What does the data read, word for word, from the line containing "mark the wooden deck | one pin per instance." through its final line? Give those lines only.

Start of Block

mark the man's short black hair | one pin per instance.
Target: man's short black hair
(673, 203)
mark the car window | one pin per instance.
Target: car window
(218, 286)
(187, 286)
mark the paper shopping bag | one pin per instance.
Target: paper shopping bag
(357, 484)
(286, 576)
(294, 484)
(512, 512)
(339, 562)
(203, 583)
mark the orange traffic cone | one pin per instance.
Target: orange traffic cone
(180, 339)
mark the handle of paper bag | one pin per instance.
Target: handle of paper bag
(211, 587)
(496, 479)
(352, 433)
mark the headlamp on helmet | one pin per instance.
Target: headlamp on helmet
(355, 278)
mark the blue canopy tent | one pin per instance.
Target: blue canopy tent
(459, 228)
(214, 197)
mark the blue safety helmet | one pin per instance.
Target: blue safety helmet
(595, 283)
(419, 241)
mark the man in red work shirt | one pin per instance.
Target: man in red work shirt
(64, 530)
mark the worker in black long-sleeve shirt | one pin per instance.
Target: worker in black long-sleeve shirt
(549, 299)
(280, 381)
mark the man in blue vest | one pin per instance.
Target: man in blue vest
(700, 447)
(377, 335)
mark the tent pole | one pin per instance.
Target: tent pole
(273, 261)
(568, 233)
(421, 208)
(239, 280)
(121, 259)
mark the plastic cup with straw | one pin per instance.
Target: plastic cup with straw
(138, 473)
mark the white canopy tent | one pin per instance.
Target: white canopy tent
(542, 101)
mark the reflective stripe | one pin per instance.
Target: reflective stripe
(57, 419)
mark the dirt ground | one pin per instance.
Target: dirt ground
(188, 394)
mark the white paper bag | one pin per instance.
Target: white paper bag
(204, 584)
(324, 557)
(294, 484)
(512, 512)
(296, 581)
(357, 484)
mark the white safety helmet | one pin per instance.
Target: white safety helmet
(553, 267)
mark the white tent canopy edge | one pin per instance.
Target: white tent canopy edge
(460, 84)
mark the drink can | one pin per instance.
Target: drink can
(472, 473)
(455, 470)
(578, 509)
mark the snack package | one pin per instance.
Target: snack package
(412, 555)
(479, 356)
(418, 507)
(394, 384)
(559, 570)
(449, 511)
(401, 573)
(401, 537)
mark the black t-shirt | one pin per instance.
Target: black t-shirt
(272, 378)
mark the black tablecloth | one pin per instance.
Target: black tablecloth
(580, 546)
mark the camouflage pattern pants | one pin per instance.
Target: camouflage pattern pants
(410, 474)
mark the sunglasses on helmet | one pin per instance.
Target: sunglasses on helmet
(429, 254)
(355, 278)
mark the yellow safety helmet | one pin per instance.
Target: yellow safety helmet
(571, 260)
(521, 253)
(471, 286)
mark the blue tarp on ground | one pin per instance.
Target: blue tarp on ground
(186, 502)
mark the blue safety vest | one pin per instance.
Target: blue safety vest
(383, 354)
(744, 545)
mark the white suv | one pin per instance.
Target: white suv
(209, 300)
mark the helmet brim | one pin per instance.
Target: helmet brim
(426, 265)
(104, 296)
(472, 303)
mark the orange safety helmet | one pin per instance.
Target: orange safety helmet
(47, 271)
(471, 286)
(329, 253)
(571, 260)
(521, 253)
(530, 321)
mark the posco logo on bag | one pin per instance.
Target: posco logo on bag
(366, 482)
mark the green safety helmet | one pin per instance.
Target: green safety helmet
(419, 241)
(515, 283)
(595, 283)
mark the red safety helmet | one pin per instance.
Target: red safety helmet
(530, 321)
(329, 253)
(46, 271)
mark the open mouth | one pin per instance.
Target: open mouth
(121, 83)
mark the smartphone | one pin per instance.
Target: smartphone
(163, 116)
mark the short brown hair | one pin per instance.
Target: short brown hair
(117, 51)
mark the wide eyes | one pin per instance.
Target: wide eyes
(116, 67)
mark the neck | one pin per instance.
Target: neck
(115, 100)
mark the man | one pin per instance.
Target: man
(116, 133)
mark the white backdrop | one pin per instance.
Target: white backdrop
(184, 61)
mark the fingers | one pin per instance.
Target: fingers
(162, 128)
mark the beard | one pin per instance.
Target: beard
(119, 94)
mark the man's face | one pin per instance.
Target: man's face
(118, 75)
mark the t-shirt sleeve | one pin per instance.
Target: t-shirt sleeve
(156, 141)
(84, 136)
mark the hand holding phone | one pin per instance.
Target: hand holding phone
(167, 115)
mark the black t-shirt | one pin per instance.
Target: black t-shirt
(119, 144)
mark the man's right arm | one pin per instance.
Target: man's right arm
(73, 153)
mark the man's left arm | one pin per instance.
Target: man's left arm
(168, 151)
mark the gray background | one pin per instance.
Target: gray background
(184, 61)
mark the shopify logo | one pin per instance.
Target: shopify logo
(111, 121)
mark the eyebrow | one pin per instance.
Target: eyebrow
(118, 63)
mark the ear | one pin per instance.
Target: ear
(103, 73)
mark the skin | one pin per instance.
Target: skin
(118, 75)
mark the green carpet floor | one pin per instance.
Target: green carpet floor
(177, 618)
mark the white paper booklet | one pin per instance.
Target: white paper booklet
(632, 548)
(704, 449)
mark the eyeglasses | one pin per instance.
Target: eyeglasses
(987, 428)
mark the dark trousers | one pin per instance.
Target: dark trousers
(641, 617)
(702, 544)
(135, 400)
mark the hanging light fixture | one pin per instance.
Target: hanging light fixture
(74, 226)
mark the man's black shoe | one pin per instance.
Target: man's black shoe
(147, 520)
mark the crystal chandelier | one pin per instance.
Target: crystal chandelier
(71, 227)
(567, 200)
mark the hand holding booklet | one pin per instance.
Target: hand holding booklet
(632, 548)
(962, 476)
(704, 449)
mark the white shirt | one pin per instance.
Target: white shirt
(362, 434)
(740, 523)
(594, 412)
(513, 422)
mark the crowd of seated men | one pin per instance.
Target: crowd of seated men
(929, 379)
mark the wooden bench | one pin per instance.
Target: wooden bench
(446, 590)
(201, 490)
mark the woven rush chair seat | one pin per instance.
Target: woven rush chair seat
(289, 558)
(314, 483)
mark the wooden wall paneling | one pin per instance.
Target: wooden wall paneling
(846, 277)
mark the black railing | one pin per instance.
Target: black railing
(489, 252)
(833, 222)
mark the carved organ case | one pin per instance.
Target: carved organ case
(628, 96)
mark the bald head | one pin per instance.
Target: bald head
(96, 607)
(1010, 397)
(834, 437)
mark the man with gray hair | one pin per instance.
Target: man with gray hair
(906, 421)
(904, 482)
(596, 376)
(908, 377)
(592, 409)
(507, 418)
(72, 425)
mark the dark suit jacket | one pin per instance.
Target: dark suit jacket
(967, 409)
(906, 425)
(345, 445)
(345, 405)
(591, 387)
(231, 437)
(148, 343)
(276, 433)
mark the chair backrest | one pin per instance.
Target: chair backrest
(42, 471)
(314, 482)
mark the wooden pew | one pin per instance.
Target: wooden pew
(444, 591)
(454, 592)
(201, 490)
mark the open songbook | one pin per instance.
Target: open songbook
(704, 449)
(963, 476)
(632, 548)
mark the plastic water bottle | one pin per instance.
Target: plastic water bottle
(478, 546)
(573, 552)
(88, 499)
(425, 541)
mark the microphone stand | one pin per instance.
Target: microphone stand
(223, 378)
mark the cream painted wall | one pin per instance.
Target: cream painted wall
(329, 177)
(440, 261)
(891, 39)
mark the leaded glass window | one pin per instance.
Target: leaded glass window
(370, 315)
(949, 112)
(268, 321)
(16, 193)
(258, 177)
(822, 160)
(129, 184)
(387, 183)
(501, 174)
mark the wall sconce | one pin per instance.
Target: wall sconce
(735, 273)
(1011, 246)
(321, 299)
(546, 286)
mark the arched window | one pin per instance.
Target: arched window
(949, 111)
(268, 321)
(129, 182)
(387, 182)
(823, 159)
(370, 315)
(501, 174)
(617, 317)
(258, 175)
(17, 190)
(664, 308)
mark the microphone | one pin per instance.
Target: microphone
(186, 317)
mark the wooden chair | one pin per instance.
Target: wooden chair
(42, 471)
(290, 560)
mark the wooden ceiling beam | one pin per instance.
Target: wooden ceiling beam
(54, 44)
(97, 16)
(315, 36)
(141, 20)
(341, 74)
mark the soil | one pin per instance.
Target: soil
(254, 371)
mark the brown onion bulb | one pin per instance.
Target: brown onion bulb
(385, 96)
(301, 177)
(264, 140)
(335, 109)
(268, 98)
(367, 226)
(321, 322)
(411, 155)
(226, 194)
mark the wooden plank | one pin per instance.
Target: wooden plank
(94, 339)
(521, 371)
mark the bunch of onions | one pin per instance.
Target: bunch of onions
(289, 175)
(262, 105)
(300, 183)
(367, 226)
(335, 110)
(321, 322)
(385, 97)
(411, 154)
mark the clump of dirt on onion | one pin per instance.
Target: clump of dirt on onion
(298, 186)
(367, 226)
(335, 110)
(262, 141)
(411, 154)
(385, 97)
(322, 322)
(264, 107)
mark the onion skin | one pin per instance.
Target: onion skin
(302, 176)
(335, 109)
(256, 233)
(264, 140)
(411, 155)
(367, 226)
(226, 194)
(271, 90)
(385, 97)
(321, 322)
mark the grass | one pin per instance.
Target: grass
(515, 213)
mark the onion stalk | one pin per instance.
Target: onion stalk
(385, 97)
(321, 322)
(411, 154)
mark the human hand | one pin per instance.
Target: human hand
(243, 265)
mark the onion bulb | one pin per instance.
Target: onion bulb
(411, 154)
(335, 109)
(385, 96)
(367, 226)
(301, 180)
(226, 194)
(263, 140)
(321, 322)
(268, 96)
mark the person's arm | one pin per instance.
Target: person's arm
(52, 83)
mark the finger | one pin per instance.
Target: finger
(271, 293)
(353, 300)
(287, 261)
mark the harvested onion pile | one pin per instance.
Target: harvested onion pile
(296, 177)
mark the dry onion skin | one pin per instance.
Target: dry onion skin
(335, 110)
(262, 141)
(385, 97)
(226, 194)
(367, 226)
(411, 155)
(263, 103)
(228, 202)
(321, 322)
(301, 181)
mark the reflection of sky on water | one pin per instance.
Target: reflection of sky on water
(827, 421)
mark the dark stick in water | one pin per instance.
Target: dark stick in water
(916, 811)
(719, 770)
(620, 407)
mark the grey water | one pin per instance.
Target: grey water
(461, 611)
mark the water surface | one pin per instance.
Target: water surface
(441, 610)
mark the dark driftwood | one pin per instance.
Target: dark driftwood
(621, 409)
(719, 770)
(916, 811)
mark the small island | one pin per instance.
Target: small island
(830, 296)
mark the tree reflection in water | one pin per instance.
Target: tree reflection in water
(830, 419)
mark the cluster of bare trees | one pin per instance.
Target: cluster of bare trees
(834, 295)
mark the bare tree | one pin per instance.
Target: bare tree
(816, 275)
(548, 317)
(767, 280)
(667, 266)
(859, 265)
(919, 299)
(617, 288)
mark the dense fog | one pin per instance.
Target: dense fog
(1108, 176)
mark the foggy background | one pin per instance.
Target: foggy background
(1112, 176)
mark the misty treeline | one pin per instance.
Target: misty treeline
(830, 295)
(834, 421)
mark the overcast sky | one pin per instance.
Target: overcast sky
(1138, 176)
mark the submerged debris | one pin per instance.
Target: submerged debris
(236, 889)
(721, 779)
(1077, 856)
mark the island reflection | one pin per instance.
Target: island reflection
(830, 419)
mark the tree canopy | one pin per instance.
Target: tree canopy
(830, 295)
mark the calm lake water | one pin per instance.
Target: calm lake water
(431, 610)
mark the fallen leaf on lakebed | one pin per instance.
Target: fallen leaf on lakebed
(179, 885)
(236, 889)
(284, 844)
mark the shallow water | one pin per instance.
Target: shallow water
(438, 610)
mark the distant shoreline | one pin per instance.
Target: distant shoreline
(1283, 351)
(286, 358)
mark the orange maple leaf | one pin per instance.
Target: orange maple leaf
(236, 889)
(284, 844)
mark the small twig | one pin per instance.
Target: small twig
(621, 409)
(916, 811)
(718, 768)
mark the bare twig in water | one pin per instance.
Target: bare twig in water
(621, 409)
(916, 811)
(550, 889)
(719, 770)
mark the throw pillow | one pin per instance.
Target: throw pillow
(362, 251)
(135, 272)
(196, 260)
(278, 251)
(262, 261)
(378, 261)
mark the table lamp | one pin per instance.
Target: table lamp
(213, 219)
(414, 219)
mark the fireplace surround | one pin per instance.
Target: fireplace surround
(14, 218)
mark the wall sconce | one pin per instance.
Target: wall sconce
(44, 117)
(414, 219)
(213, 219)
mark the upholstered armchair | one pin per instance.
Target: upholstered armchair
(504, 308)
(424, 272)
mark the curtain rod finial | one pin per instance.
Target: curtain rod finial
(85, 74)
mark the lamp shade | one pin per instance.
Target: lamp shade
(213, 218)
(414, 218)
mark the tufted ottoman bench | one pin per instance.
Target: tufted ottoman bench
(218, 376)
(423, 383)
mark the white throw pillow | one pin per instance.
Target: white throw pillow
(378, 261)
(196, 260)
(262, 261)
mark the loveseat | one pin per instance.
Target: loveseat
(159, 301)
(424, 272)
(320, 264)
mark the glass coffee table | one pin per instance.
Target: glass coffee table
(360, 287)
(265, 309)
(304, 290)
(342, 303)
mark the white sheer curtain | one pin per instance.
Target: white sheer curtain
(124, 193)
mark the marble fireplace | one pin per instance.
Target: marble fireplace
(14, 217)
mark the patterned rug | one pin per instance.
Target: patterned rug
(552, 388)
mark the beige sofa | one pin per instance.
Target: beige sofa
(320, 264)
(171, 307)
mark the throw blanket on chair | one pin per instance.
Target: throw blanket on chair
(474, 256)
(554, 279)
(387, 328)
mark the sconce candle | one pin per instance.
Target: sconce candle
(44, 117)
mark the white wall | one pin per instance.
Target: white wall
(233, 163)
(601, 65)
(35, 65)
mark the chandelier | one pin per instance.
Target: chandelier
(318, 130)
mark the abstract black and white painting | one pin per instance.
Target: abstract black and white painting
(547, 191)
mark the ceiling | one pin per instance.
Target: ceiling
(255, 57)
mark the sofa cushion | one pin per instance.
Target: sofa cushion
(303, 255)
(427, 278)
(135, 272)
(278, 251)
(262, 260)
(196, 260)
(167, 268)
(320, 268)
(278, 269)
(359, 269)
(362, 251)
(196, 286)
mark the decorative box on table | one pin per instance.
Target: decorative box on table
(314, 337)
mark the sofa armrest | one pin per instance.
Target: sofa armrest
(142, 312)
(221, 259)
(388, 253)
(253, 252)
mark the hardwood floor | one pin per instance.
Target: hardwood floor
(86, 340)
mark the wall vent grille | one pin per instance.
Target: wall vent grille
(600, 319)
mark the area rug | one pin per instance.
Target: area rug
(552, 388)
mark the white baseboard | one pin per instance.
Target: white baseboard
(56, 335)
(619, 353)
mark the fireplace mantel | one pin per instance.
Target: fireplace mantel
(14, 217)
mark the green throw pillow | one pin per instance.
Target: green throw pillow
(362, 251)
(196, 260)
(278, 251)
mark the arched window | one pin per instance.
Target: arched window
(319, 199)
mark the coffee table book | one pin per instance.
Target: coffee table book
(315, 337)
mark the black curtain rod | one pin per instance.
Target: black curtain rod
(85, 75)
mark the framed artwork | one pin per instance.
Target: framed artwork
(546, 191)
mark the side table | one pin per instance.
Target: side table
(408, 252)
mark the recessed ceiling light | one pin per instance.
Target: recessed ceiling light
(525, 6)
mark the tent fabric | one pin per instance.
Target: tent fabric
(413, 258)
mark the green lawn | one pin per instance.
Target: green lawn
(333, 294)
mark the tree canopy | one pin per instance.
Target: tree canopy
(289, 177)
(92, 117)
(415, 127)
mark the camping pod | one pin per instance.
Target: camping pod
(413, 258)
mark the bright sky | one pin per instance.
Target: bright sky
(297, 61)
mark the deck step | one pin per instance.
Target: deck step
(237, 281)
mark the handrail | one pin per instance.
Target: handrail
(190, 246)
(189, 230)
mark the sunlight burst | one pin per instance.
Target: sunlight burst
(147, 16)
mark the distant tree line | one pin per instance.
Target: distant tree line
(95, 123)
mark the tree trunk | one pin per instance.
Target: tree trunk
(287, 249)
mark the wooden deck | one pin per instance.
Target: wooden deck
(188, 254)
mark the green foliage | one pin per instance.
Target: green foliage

End of Block

▶ Answer space:
mark the wooden deck | one pin per instance.
Target: wooden deck
(188, 254)
mark the green foliage | one pin per instance.
Target: green foliage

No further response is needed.